<<<<

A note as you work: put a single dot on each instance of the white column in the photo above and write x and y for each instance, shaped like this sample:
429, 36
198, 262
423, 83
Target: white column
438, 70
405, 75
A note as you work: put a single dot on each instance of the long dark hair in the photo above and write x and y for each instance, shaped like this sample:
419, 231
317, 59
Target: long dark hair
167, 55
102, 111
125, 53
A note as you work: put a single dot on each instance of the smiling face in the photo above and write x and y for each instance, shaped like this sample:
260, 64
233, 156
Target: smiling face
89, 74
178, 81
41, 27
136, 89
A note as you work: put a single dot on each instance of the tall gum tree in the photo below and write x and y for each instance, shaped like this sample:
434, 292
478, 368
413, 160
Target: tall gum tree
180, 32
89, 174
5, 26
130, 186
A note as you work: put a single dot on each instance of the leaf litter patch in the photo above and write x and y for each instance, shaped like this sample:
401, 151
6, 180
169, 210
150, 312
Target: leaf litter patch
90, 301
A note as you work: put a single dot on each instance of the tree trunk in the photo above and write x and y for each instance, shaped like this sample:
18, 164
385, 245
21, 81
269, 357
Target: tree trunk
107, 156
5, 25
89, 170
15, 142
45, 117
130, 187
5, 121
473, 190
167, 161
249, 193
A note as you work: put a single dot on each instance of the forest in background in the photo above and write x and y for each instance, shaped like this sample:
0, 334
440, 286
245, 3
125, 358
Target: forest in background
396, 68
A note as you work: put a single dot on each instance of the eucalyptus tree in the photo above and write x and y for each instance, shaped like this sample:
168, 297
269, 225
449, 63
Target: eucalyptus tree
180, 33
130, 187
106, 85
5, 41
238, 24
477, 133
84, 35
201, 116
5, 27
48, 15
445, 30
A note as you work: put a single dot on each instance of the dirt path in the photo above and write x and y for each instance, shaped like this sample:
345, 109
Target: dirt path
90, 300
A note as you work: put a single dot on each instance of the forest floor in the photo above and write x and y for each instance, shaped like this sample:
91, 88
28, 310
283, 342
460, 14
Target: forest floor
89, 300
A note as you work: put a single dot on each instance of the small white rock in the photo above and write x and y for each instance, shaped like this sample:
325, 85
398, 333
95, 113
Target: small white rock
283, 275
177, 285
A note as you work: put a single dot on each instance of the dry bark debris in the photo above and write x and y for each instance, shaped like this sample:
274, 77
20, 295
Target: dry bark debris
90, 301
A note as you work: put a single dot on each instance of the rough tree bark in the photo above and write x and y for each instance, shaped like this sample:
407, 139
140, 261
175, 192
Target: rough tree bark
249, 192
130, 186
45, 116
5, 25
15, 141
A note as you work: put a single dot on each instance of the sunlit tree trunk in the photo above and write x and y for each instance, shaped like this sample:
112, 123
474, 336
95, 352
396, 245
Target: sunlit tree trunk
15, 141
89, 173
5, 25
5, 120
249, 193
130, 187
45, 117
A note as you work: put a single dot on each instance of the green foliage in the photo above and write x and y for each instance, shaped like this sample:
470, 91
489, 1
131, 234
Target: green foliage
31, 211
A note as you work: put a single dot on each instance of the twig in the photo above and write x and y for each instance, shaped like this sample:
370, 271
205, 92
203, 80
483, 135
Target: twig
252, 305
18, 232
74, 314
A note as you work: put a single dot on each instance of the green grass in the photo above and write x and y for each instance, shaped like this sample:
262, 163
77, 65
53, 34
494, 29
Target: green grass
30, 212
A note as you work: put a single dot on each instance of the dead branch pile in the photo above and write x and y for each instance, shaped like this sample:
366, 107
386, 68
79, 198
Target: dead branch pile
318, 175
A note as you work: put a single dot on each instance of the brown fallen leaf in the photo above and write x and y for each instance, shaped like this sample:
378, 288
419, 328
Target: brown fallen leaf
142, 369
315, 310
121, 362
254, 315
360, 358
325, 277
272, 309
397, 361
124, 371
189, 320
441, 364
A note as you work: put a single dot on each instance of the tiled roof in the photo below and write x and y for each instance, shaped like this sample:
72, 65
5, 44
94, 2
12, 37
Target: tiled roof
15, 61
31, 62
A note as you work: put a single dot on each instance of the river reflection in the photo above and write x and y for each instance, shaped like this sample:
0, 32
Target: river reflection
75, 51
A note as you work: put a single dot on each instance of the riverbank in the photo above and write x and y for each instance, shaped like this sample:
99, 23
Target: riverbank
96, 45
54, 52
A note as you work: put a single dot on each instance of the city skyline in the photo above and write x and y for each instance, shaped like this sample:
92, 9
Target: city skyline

>>>>

*Task to complete*: Rewrite all the records above as a numbered list, one line per item, omitting any blank lines.

*Reply to the task*:
1. A note as you work: put a single dot on each instance of the white column in the photo above and write x and y for each instance, shaped like this sample:
2. 429, 36
3. 198, 262
4. 423, 83
5. Target: white column
6. 438, 70
7. 405, 75
8. A note as you work: put a single dot on each instance of the long dark hair in the photo above and write x and y for each instance, shaped like this sample:
9. 419, 231
10. 317, 59
11. Target: long dark hair
12. 167, 55
13. 102, 111
14. 125, 53
15. A note as you work: put a single dot on each instance of the smiling face in the photo above and write x and y for each instance, shaped like this sample:
16. 260, 64
17. 233, 156
18. Target: smiling face
19. 89, 74
20. 178, 81
21. 41, 27
22. 136, 89
23. A note as you work: put a single dot on each instance of the tall gum tree in the photo below and write x and y for each instance, shaped like this sample:
24. 434, 292
25. 478, 368
26. 413, 160
27. Target: tall gum tree
28. 180, 32
29. 89, 174
30. 5, 26
31. 130, 186
32. A note as you work: put a single dot on each instance of the leaf litter patch in the photo above and write x and y for each instance, shaped like this sample:
33. 401, 151
34. 6, 180
35. 169, 210
36. 150, 312
37. Target: leaf litter patch
38. 90, 301
39. A note as you work: put a single dot on each instance of the tree trunk in the photo above and write x and y for each instance, shaped like this sample:
40. 18, 164
41. 385, 245
42. 21, 81
43. 269, 357
44. Target: tree trunk
45. 107, 156
46. 5, 25
47. 89, 170
48. 15, 142
49. 45, 117
50. 130, 187
51. 5, 121
52. 473, 190
53. 167, 161
54. 249, 193
55. A note as you work: put a single dot on each instance of the forest in background in the photo above and write x and y for each instance, shaped like this sample:
56. 0, 334
57. 440, 286
58. 245, 3
59. 125, 358
60. Target: forest in background
61. 396, 68
62. A note as you work: put a single dot on each instance of the eucalyptus tree in the photo above and write x and y for each instance, shaped like this sample:
63. 168, 297
64. 269, 225
65. 449, 63
66. Target: eucalyptus tree
67. 180, 33
68. 130, 187
69. 106, 85
70. 5, 41
71. 238, 24
72. 477, 133
73. 84, 35
74. 201, 116
75. 5, 27
76. 48, 15
77. 445, 30
78. A note as you work: put a single dot on each instance of the dirt path in the photo above and write x and y for each instance, shaped like this sample:
79. 345, 109
80. Target: dirt path
81. 90, 300
82. A note as you work: put a single dot on each instance of the forest floor in the photo above and write x and y for each instance, shaped like this sample:
83. 91, 88
84. 28, 310
85. 283, 342
86. 460, 14
87. Target: forest floor
88. 89, 300
89. A note as you work: put a single dot on each instance of the small white rock in the photo above and write x and y for each instance, shaped like this sample:
90. 325, 85
91. 398, 333
92. 95, 113
93. Target: small white rock
94. 283, 275
95. 177, 285
96. A note as you work: put a single dot on each instance of the dry bark debris in the photo above and write x and y for each instance, shaped like this sample:
97. 274, 77
98. 20, 295
99. Target: dry bark debris
100. 90, 301
101. A note as you work: put a single dot on each instance of the rough tree bark in the photo above and write x and y for each instance, shaped like this sample:
102. 407, 139
103. 140, 261
104. 175, 192
105. Target: rough tree bark
106. 249, 192
107. 130, 186
108. 45, 116
109. 5, 25
110. 15, 141
111. A note as you work: put a single dot on each instance of the sunlit tree trunk in the photo above and write x and y for each instance, shaped like this sample:
112. 112, 123
113. 474, 336
114. 95, 352
115. 396, 245
116. Target: sunlit tree trunk
117. 15, 141
118. 89, 173
119. 5, 25
120. 5, 120
121. 249, 193
122. 130, 187
123. 45, 117
124. A note as you work: put a single dot on each instance of the green foliage in the photo above and write x and y for each instance, shaped like this sample:
125. 470, 91
126. 489, 1
127. 131, 234
128. Target: green foliage
129. 31, 211
130. A note as you work: put a single dot on each instance of the twig in the photo above and write x and y for each instance, shaped like this sample:
131. 370, 271
132. 205, 92
133. 203, 80
134. 483, 135
135. Target: twig
136. 252, 305
137. 18, 232
138. 74, 314
139. A note as you work: put a single dot on each instance of the green grass in the photo above and write x and y for each instance, shaped like this sample:
140. 262, 163
141. 77, 65
142. 53, 34
143. 494, 29
144. Target: green grass
145. 30, 212
146. A note as you work: put a single dot on each instance of the dead branch pile in the photo above and write x and y for each instance, shaped like this sample:
147. 366, 107
148. 386, 68
149. 79, 198
150. Target: dead branch pile
151. 318, 175
152. A note as you work: put a single dot on each instance of the brown fallen leaf in the photo above and write x and y for each instance, shaped like this sample:
153. 378, 288
154. 419, 328
155. Target: brown fallen leaf
156. 142, 369
157. 315, 310
158. 121, 362
159. 254, 315
160. 360, 358
161. 325, 277
162. 272, 309
163. 397, 361
164. 124, 371
165. 189, 320
166. 441, 364
167. A note as you work: put a single dot on each instance of the tiled roof in the photo below and write x and y for each instance, shaped like this sample:
168. 72, 65
169. 5, 44
170. 94, 2
171. 12, 37
172. Target: tiled roof
173. 15, 61
174. 31, 62
175. A note as you work: put a single dot on each instance of the river reflection in the photo above and write x and y for each instance, shaped like this sample:
176. 0, 32
177. Target: river reflection
178. 75, 51
179. A note as you work: put a single dot on each instance of the riverbank in the photo above and write x and y for each instance, shaped like this sample:
180. 99, 23
181. Target: riverbank
182. 96, 45
183. 54, 52
184. A note as you work: put a single dot on each instance of the city skyline in the photo above and write x and y for each instance, shaped like this sample:
185. 92, 9
186. Target: city skyline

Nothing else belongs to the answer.